-- Records supplied follows --
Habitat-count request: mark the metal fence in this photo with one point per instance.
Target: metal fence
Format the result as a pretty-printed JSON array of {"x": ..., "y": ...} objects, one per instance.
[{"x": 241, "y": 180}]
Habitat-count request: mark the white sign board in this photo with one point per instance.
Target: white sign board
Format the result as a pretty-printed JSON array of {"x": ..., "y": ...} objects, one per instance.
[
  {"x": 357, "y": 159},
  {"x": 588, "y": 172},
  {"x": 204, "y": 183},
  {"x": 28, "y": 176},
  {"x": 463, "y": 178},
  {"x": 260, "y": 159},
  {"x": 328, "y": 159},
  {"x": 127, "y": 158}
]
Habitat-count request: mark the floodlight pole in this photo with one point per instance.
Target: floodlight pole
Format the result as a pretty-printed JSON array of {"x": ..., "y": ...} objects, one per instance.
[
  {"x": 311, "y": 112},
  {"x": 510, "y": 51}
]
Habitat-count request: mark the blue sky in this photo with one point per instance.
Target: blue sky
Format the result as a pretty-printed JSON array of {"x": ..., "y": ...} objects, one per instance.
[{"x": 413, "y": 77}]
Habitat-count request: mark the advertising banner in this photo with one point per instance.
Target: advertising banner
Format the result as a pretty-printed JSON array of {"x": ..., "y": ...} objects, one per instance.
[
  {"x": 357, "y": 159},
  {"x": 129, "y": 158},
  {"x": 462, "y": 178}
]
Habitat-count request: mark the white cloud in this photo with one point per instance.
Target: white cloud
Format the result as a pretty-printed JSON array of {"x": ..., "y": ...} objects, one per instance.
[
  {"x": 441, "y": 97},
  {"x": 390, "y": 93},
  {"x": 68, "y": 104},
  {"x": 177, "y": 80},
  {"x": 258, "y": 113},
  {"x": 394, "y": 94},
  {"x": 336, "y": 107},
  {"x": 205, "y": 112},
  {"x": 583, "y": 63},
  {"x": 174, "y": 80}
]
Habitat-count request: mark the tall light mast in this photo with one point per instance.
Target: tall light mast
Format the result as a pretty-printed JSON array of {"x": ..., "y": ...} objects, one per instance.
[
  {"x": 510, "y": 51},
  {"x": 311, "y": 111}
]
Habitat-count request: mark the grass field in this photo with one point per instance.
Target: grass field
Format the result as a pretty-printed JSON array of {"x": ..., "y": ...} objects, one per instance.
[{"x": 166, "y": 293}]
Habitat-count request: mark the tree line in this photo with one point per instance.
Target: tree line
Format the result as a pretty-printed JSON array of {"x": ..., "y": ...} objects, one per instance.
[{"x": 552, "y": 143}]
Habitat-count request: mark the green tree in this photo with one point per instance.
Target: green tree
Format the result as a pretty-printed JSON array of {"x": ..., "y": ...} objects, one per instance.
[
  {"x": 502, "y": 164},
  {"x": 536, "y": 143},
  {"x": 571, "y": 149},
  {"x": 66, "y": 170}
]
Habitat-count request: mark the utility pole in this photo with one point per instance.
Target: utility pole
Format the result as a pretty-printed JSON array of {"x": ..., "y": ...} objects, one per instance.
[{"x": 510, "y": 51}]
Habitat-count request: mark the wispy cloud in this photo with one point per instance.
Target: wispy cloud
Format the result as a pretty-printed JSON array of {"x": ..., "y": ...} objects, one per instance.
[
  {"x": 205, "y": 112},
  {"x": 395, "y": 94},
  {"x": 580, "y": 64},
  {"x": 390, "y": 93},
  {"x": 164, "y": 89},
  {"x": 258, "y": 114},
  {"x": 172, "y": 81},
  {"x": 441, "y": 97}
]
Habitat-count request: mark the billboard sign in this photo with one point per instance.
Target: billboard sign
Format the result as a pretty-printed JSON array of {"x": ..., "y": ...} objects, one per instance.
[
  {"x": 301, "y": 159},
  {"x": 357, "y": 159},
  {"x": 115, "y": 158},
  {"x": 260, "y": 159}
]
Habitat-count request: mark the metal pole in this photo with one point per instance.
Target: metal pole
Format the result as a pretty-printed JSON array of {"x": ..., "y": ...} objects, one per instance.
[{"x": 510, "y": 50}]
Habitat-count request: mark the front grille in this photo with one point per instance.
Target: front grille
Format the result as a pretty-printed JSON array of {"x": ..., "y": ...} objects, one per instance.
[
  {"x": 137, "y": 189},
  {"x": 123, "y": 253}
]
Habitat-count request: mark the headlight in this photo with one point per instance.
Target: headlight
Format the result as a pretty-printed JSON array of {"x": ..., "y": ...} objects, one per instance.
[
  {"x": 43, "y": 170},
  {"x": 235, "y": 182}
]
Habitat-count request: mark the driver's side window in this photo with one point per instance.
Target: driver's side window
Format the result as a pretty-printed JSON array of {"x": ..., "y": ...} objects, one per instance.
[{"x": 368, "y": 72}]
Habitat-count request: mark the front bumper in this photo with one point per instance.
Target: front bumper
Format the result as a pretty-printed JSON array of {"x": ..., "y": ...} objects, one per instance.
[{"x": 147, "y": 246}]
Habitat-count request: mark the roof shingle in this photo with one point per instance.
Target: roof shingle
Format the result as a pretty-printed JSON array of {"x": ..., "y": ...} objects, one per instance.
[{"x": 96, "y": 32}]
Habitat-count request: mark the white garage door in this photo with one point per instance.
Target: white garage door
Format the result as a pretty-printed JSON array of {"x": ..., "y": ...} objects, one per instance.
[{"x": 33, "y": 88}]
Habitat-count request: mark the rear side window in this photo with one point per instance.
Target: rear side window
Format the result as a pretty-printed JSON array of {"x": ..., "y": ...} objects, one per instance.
-- Records supplied concluded --
• _Problem to work on_
Within the records above, count the lines that contain "headlight" and give the number with nothing added.

• _Response to the exercise_
2